#### [Task requirements]
Across the records below, how many lines contain the string "positive"? Give the number by itself.

#### [Data to use]
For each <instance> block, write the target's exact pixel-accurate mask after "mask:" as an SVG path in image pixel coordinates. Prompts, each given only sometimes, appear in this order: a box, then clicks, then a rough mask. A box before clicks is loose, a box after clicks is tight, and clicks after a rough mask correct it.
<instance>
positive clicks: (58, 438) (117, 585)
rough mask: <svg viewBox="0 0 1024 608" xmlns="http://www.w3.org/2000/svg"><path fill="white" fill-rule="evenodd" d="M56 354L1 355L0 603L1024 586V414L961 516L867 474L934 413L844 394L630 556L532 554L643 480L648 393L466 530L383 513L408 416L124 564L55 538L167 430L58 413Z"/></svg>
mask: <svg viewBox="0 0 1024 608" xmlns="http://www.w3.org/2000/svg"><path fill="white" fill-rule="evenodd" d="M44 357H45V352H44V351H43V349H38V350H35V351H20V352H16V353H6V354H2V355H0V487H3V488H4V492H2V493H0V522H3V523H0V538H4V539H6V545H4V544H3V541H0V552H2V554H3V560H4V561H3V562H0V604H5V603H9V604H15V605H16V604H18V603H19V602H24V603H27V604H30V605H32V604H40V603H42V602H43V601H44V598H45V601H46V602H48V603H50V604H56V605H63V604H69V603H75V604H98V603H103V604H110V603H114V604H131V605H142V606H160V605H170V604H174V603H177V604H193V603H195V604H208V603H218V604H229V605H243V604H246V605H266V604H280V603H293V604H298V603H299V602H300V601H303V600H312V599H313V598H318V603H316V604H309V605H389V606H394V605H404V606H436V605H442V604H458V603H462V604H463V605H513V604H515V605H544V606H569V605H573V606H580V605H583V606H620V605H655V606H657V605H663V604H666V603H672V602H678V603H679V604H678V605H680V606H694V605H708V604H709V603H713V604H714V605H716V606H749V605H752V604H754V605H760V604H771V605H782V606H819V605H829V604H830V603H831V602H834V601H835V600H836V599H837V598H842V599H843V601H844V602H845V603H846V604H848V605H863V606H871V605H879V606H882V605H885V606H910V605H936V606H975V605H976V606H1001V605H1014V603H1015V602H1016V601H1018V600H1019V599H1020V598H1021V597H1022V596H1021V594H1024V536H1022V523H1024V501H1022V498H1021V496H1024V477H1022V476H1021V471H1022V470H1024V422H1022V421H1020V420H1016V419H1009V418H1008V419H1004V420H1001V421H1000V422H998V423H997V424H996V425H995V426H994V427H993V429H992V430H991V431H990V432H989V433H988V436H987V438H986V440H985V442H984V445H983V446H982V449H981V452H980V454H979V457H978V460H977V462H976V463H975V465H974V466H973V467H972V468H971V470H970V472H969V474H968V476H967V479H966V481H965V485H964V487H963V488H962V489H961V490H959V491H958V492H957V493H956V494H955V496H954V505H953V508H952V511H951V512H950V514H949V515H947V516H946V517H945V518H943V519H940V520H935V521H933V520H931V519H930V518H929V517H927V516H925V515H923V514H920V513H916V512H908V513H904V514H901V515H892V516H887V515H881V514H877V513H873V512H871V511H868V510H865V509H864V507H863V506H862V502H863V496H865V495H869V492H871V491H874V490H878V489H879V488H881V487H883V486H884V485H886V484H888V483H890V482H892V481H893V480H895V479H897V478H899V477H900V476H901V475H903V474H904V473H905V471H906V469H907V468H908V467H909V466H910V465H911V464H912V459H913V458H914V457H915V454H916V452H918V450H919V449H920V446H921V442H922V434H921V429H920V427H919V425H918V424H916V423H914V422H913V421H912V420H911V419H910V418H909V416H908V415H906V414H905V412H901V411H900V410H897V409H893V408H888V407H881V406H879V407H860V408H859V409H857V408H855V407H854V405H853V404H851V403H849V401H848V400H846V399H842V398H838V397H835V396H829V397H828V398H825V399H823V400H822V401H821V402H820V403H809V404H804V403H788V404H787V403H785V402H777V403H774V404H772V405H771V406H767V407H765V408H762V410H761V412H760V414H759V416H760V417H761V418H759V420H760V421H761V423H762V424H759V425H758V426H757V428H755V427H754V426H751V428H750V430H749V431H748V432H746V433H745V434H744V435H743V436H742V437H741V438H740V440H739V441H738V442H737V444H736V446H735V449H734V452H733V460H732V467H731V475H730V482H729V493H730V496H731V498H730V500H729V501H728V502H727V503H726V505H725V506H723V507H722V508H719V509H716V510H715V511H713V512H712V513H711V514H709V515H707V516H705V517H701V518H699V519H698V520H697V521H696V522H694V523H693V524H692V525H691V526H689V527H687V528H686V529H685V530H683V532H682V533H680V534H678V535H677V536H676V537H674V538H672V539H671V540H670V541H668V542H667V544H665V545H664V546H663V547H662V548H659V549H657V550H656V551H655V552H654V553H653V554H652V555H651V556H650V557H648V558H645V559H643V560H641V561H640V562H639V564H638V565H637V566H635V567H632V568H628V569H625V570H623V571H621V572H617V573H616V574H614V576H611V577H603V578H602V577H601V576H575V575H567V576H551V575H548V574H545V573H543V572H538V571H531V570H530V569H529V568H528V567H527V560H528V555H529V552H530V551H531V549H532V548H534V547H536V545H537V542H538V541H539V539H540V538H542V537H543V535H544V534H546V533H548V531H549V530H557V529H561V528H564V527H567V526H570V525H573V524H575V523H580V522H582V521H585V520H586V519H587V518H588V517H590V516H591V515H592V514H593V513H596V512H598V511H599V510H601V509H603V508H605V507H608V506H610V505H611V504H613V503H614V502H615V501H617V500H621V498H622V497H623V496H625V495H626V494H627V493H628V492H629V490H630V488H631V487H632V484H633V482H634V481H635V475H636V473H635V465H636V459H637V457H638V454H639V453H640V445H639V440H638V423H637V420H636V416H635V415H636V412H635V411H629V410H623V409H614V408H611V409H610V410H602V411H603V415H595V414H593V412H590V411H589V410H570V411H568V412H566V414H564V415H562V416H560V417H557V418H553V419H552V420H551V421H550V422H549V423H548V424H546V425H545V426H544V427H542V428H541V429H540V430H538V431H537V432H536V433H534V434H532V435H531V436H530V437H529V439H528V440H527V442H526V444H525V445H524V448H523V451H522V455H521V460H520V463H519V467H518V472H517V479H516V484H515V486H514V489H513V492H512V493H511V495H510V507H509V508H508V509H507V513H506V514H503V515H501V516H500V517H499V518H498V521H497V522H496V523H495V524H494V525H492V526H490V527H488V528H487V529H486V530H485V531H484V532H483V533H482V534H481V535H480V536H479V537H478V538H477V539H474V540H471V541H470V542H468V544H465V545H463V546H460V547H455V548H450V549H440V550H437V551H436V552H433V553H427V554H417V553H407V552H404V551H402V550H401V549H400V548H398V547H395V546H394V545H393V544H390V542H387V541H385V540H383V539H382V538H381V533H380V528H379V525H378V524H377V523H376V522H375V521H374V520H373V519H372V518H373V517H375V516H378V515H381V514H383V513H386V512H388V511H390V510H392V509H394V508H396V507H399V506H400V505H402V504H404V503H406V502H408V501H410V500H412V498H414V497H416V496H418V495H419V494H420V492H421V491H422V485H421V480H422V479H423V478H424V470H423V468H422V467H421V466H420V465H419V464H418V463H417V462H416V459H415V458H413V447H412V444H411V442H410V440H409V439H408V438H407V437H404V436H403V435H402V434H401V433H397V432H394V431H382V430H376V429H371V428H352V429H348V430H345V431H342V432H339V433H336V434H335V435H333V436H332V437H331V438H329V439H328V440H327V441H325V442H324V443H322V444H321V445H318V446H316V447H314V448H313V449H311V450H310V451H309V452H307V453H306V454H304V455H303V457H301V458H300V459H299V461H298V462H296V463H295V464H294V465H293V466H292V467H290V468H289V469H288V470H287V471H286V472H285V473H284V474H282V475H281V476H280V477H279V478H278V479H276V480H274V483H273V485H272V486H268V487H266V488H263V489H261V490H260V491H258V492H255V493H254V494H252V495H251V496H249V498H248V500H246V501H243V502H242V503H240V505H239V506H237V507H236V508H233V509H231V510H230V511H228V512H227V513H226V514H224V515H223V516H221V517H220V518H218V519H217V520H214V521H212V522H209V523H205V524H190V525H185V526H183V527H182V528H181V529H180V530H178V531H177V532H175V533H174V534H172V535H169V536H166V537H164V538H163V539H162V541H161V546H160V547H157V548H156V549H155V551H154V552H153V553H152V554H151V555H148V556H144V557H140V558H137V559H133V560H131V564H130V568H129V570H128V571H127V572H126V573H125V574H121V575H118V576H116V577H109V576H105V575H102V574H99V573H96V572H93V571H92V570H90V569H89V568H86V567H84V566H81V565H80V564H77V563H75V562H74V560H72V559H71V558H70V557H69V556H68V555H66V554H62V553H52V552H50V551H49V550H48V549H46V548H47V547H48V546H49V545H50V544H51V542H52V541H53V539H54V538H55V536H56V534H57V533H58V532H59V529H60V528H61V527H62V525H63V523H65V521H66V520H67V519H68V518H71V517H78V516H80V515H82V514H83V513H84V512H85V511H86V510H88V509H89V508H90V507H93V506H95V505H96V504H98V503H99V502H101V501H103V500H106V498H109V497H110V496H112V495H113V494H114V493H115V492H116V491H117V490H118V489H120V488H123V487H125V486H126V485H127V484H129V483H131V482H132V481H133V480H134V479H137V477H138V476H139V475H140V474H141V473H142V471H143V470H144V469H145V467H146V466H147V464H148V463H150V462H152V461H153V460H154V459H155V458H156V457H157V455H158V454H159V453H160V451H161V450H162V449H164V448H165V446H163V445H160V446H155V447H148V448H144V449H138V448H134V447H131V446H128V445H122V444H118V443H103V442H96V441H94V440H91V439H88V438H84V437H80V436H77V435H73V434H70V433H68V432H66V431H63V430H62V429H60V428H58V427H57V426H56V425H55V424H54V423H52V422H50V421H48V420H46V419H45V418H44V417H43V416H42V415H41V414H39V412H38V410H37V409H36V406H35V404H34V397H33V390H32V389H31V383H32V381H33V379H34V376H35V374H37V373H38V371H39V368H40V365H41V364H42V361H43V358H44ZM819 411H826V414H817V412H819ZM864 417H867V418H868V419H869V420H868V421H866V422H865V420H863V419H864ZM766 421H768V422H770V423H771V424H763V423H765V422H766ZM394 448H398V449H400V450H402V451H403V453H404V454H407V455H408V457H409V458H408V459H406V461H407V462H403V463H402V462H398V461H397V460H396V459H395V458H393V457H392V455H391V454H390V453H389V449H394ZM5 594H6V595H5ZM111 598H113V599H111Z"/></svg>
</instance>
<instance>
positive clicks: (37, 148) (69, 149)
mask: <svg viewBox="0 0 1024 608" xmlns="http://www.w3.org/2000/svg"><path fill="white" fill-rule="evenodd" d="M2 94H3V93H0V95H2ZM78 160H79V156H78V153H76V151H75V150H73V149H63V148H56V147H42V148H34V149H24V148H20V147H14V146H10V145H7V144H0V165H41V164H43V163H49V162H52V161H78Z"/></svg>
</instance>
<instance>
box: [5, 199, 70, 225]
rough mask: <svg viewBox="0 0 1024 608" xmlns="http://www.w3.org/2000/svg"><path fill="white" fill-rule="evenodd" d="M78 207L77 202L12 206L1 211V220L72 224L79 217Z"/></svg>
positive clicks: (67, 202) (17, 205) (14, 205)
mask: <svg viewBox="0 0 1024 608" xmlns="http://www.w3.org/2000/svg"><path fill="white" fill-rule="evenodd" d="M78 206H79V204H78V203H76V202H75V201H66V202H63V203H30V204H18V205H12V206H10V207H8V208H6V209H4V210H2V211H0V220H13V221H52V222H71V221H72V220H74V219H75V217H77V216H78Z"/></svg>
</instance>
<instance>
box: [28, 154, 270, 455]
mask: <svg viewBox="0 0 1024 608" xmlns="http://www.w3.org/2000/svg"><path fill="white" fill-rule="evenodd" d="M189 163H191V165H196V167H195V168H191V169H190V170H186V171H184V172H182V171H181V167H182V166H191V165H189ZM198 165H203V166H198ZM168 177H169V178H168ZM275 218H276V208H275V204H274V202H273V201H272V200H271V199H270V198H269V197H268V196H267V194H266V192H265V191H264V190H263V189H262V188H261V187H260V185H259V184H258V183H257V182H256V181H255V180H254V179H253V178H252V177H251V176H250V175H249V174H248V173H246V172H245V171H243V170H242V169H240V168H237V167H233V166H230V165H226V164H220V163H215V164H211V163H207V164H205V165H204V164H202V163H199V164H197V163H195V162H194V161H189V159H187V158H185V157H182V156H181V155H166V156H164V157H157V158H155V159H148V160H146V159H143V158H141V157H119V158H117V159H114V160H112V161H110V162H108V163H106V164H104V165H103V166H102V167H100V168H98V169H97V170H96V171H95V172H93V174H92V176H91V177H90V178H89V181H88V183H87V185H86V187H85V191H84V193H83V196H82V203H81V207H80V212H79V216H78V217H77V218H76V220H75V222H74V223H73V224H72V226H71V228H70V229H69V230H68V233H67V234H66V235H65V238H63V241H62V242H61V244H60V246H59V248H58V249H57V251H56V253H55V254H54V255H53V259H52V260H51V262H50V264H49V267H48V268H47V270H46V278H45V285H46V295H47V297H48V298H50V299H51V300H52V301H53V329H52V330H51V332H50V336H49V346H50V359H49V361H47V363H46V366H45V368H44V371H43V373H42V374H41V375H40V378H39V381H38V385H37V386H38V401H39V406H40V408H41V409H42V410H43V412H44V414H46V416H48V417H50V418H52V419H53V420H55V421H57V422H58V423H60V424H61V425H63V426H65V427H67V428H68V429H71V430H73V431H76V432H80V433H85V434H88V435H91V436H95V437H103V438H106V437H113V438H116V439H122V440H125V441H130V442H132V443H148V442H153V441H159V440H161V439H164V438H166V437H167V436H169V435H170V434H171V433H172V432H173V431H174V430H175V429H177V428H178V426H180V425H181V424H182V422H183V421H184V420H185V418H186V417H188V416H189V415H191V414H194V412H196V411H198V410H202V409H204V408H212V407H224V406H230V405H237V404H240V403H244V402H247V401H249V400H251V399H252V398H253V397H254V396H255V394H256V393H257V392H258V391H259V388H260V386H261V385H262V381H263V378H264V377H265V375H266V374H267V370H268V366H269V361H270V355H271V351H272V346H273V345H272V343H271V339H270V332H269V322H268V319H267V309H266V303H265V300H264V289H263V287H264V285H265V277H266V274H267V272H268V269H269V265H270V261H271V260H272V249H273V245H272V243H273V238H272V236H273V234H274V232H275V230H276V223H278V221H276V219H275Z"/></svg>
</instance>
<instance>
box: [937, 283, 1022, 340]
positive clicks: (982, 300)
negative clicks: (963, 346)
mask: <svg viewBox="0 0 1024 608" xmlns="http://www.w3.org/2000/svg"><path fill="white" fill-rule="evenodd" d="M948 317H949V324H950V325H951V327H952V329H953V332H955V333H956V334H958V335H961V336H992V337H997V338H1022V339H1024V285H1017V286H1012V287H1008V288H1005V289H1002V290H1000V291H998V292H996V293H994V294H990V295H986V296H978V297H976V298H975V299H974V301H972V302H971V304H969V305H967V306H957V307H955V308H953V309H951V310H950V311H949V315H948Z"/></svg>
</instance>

#### [Expected output]
4